┌─ ИСХОДНЫЕ ДАННЫЕ
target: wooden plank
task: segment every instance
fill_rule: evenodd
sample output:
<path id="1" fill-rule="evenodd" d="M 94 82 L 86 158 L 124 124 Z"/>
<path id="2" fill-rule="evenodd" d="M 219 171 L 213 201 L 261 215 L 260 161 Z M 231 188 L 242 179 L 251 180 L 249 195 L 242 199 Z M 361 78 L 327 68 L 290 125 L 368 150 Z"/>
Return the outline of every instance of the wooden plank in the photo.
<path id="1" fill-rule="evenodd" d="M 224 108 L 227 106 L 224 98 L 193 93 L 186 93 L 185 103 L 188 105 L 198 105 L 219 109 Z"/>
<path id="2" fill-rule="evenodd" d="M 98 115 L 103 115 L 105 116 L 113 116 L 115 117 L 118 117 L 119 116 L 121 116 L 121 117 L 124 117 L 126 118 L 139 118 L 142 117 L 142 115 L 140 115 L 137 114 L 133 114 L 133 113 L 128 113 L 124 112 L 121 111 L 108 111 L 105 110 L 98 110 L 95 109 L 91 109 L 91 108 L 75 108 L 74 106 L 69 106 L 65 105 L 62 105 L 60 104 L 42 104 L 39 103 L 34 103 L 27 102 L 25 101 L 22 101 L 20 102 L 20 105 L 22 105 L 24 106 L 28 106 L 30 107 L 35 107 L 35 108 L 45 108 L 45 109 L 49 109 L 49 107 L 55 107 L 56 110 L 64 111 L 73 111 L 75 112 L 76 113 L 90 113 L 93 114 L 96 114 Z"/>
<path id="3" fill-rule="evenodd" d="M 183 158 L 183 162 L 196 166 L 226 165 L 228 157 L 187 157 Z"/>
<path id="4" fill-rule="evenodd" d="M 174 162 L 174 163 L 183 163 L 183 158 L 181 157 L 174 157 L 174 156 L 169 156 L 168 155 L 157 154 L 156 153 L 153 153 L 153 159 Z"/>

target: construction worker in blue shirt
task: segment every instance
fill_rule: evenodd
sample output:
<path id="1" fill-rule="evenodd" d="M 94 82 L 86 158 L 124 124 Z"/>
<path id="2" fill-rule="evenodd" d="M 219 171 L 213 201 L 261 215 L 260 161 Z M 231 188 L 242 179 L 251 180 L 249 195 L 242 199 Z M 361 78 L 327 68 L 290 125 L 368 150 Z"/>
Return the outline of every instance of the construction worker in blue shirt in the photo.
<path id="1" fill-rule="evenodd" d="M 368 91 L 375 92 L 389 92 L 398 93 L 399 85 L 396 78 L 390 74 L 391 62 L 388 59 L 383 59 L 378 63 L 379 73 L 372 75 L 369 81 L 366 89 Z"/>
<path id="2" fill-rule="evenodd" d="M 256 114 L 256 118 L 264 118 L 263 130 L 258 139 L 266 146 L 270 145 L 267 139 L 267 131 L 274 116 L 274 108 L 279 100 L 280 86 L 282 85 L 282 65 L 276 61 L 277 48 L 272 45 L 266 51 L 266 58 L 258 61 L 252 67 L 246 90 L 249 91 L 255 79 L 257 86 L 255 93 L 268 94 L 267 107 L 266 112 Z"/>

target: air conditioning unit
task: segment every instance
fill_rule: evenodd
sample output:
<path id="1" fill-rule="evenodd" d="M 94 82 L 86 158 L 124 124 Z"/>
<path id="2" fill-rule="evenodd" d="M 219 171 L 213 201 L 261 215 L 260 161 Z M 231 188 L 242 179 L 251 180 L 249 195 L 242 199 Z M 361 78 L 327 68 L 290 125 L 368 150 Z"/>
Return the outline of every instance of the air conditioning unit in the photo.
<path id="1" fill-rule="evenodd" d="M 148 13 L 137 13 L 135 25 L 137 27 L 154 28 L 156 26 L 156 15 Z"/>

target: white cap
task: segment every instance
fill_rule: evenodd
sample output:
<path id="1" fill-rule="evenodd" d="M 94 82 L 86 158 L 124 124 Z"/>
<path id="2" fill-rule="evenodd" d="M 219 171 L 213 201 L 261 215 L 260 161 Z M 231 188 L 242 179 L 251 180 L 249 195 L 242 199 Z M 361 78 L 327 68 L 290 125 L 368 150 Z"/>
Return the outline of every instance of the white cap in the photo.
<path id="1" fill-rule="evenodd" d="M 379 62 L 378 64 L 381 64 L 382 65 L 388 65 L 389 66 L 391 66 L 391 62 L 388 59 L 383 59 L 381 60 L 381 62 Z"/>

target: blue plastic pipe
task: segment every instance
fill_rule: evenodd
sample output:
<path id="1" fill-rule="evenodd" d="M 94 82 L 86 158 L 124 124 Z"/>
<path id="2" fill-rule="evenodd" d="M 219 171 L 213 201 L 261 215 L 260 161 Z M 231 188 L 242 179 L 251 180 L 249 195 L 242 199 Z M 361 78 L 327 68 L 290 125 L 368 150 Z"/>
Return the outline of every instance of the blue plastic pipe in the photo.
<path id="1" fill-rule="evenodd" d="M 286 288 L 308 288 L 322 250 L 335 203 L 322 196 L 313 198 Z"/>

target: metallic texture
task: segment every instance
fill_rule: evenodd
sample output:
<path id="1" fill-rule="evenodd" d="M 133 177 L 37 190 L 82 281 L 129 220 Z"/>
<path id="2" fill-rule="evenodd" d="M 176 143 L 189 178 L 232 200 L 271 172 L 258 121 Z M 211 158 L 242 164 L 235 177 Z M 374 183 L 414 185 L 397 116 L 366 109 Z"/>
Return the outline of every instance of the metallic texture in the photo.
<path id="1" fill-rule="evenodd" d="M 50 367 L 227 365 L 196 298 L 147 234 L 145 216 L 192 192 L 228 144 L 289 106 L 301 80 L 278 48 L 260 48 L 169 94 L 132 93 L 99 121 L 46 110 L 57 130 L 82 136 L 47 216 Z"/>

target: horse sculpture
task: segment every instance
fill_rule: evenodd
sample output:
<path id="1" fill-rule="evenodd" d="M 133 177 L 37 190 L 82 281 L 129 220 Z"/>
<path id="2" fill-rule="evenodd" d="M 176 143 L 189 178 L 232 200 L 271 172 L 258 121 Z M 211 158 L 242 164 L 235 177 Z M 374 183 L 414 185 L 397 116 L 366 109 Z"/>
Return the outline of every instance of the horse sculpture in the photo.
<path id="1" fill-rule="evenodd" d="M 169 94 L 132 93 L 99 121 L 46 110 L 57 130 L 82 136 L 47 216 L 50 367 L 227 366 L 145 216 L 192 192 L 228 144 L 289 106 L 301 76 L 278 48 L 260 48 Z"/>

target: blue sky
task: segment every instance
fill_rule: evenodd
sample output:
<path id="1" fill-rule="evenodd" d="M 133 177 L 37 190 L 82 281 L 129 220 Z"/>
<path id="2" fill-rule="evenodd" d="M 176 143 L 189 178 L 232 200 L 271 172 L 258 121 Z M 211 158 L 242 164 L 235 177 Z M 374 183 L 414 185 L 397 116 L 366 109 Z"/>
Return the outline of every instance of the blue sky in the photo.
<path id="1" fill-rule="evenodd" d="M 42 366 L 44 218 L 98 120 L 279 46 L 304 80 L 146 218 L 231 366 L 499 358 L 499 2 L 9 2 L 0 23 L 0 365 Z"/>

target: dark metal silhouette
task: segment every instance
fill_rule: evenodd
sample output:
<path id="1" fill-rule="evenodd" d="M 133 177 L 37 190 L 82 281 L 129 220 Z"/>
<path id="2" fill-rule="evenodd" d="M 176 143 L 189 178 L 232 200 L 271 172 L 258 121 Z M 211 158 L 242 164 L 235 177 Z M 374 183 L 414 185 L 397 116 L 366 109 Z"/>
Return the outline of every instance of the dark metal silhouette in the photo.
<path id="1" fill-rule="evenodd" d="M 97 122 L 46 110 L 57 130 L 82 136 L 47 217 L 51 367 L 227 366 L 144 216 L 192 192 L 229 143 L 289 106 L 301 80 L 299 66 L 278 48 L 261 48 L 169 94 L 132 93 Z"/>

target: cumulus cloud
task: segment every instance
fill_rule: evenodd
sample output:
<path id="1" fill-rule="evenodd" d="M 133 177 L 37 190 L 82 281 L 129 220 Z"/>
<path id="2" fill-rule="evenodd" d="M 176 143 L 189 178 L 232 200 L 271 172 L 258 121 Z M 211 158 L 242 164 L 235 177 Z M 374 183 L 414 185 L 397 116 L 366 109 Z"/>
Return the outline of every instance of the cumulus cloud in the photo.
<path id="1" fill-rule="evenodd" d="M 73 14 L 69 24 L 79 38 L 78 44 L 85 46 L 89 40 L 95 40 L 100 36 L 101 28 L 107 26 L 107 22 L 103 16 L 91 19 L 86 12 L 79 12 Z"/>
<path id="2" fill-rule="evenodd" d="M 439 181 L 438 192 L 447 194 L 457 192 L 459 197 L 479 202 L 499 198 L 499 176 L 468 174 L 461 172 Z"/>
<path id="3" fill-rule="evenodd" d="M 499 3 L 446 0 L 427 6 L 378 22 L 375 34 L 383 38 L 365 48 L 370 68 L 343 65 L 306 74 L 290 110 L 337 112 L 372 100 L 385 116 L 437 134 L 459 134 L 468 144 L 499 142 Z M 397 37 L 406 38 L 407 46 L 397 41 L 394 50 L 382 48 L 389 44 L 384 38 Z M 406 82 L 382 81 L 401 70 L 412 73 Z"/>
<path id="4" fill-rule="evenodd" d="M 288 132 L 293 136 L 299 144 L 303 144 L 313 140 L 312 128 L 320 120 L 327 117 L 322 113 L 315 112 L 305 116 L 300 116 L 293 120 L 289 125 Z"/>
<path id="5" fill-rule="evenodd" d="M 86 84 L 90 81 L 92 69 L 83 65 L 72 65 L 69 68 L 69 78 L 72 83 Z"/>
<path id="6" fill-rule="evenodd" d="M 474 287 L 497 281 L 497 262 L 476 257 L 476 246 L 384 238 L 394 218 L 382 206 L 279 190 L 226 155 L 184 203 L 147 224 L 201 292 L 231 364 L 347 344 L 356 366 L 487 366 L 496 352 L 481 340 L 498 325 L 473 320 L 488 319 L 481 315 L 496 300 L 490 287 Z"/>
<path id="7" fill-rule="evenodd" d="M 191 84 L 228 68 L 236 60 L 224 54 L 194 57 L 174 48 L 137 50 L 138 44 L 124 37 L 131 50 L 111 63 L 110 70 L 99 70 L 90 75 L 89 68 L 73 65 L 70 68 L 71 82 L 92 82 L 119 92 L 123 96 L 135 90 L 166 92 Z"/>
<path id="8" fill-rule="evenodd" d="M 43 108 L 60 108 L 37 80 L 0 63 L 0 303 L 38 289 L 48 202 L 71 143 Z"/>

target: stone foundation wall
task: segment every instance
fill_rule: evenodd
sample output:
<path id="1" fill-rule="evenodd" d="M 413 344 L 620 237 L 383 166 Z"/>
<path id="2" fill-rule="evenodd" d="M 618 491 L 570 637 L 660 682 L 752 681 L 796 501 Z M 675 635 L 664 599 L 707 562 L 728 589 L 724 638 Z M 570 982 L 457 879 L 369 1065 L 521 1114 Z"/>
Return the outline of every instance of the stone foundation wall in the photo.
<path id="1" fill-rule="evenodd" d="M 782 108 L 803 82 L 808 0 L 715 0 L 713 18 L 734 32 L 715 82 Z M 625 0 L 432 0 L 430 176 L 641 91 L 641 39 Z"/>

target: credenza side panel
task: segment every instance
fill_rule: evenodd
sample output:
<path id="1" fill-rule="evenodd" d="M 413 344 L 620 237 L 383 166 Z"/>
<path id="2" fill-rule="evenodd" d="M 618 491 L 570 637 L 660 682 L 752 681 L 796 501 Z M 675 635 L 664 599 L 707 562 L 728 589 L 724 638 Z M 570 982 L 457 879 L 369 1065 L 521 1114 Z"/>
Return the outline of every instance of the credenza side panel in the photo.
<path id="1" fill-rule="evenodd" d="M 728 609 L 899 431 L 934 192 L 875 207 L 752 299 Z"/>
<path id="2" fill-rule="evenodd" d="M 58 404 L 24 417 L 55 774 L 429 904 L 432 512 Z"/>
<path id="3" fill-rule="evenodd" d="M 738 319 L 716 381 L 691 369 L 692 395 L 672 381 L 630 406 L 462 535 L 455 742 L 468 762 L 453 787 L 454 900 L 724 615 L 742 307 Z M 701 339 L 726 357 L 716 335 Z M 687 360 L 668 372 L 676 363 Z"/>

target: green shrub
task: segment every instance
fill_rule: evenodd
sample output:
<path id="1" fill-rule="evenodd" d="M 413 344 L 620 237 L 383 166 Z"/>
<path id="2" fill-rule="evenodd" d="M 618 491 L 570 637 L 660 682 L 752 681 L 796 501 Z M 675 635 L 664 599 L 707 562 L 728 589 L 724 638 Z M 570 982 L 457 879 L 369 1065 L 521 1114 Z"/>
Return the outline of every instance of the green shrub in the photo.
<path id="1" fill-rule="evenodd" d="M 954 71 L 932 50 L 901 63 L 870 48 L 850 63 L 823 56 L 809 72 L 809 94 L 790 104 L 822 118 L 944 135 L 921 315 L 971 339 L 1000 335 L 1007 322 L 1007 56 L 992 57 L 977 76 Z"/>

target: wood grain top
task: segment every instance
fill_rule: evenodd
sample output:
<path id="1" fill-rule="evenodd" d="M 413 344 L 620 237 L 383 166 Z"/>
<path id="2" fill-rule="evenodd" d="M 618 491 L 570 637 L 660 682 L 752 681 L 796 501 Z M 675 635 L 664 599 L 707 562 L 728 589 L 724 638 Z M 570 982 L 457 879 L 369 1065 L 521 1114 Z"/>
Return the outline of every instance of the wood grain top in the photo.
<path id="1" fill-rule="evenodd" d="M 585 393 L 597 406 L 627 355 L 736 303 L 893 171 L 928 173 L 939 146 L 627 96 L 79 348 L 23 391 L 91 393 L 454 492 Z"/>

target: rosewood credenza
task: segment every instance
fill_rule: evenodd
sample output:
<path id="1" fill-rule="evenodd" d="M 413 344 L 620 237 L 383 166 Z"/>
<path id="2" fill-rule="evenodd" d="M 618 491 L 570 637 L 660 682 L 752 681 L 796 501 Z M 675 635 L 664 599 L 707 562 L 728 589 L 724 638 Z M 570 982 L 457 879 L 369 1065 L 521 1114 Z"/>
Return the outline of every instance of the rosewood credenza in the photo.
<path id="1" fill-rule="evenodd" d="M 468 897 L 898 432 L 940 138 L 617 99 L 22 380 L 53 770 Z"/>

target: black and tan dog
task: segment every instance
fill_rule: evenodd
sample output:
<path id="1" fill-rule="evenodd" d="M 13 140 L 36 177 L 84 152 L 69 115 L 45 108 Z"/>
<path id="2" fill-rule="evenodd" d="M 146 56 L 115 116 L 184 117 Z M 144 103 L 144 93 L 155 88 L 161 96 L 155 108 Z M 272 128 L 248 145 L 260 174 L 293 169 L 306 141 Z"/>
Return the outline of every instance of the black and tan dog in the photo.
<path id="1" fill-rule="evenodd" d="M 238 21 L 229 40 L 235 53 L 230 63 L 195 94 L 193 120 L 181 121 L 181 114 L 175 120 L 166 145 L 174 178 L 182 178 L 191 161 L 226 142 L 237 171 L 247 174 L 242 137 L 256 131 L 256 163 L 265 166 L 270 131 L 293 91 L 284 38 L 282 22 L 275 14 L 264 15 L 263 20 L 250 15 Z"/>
└─
| ЗАДАНИЕ |
Замените «wooden plank» на «wooden board» во всём, что идёт от начала записей до строки с «224 108 L 227» включительно, и выпишите этот кусок заново, больше ничего в нём не меняя.

| РЕШЕНИЕ |
target: wooden board
task: segment every instance
fill_rule: evenodd
sample output:
<path id="1" fill-rule="evenodd" d="M 94 82 L 86 158 L 124 124 Z"/>
<path id="2" fill-rule="evenodd" d="M 219 171 L 213 201 L 261 215 L 260 161 Z M 231 188 L 242 179 L 251 180 L 249 195 L 242 199 Z M 361 78 L 327 68 L 290 125 L 368 150 Z"/>
Return the outline of every instance of the wooden board in the photo.
<path id="1" fill-rule="evenodd" d="M 224 108 L 227 106 L 224 98 L 193 93 L 186 93 L 185 103 L 188 105 L 198 105 L 219 109 Z"/>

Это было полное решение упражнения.